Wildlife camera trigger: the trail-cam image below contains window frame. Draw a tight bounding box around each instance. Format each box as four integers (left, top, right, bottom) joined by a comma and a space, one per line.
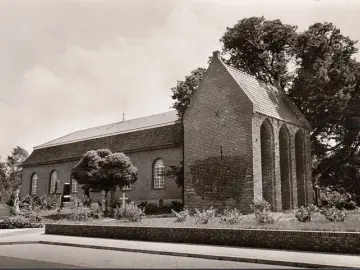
49, 170, 58, 194
30, 173, 39, 195
71, 177, 79, 193
152, 158, 166, 190
121, 184, 132, 191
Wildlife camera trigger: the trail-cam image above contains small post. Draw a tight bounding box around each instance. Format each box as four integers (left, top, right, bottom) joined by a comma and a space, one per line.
121, 193, 129, 205
14, 189, 20, 215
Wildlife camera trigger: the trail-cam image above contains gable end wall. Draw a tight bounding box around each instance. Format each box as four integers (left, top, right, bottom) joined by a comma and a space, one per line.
184, 59, 253, 212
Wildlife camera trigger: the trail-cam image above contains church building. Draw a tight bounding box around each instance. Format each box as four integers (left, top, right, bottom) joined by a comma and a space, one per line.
21, 52, 313, 213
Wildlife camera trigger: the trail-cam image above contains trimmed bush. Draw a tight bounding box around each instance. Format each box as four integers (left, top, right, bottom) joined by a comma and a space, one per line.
194, 206, 216, 224
114, 202, 145, 221
220, 208, 242, 224
171, 201, 184, 212
171, 209, 190, 222
39, 194, 60, 210
0, 216, 42, 229
320, 186, 356, 210
321, 206, 347, 222
252, 200, 280, 224
294, 204, 318, 222
89, 204, 105, 219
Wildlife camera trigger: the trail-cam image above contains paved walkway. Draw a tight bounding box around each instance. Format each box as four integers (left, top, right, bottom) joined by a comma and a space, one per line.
0, 229, 360, 268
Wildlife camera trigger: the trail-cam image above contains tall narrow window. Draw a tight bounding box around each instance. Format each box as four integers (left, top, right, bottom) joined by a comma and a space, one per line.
153, 159, 165, 188
71, 178, 78, 193
122, 184, 131, 190
295, 130, 306, 207
31, 173, 38, 195
50, 171, 57, 194
260, 120, 275, 209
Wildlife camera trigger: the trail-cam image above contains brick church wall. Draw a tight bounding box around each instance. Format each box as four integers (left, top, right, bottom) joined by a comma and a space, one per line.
252, 113, 313, 211
184, 57, 253, 212
21, 147, 183, 204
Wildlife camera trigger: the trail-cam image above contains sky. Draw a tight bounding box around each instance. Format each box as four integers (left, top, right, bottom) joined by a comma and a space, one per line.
0, 0, 360, 159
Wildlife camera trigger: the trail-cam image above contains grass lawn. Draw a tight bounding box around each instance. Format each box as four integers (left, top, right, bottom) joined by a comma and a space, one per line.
44, 211, 360, 232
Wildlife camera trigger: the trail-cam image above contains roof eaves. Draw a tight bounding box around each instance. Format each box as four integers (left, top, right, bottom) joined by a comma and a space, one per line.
218, 58, 256, 113
34, 121, 176, 150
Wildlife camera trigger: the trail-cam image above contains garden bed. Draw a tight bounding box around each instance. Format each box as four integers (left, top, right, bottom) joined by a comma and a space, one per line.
47, 211, 360, 232
45, 218, 360, 254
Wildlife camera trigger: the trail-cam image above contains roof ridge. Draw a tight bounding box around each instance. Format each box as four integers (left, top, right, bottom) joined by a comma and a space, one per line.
34, 110, 176, 149
214, 53, 311, 128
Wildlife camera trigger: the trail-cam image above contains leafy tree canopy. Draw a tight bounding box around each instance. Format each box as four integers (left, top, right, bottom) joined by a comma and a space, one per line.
72, 149, 137, 191
0, 146, 29, 200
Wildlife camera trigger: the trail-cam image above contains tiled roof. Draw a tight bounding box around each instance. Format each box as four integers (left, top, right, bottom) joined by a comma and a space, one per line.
220, 60, 310, 128
22, 124, 180, 166
34, 111, 178, 149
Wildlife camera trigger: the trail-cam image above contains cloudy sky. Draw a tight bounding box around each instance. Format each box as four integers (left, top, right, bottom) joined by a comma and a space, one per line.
0, 0, 360, 158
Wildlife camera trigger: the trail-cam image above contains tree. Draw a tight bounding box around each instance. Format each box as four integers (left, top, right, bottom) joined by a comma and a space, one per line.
171, 68, 206, 118
289, 23, 360, 193
220, 17, 297, 88
72, 149, 137, 193
6, 146, 29, 191
0, 160, 6, 201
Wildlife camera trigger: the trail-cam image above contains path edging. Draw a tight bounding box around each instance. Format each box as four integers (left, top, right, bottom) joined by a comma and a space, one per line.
0, 240, 356, 268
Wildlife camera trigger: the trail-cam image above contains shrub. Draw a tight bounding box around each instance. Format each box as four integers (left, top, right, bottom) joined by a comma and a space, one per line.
194, 206, 216, 224
89, 205, 105, 219
114, 202, 145, 221
145, 203, 159, 215
251, 200, 270, 213
220, 208, 242, 224
109, 199, 121, 208
81, 195, 91, 207
320, 186, 356, 210
171, 201, 184, 212
294, 204, 318, 222
39, 194, 60, 210
19, 194, 42, 211
0, 216, 42, 229
6, 194, 15, 207
21, 211, 43, 223
171, 209, 190, 222
252, 200, 280, 224
321, 206, 347, 222
64, 207, 92, 221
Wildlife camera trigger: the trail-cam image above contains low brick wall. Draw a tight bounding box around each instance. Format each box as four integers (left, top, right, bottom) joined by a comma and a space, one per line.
45, 224, 360, 254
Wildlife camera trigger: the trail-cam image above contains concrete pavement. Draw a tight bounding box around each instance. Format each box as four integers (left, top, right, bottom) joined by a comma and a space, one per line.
0, 229, 360, 268
0, 244, 292, 269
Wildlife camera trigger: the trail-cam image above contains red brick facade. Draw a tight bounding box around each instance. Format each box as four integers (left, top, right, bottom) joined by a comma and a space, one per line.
21, 126, 183, 205
184, 54, 313, 212
21, 51, 313, 213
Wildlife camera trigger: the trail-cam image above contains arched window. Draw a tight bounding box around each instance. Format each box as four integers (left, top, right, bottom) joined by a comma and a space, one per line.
153, 159, 165, 188
279, 124, 292, 210
71, 178, 78, 193
50, 171, 57, 194
31, 173, 38, 195
260, 120, 275, 209
295, 130, 306, 207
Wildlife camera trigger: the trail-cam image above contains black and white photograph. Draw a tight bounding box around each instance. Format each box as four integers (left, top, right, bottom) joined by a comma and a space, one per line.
0, 0, 360, 269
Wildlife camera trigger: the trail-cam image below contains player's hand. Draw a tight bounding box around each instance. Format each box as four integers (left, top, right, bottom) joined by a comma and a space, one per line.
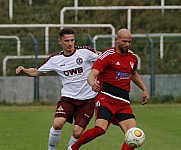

Set exercise: Resize everything in the listing from the line containing "Wildlife camera trigger: the trail-cam image above contains red" down to the line containing "21, 51, 313, 213", both lines included, and reproduce those lines alone with the request line kept in its original wording. Multiply each bounding-box coordinate by 1.15 and round it to the nearest whole number, with halves rounded up.

Full output:
Wildlife camera trigger: the trail-cam image above contains red brick facade. Draw a tight bounding box around each instance. Format each box as four integers (left, top, right, bottom) joined by a comma and a space, one per line.
24, 145, 210, 236
212, 62, 360, 244
24, 59, 360, 245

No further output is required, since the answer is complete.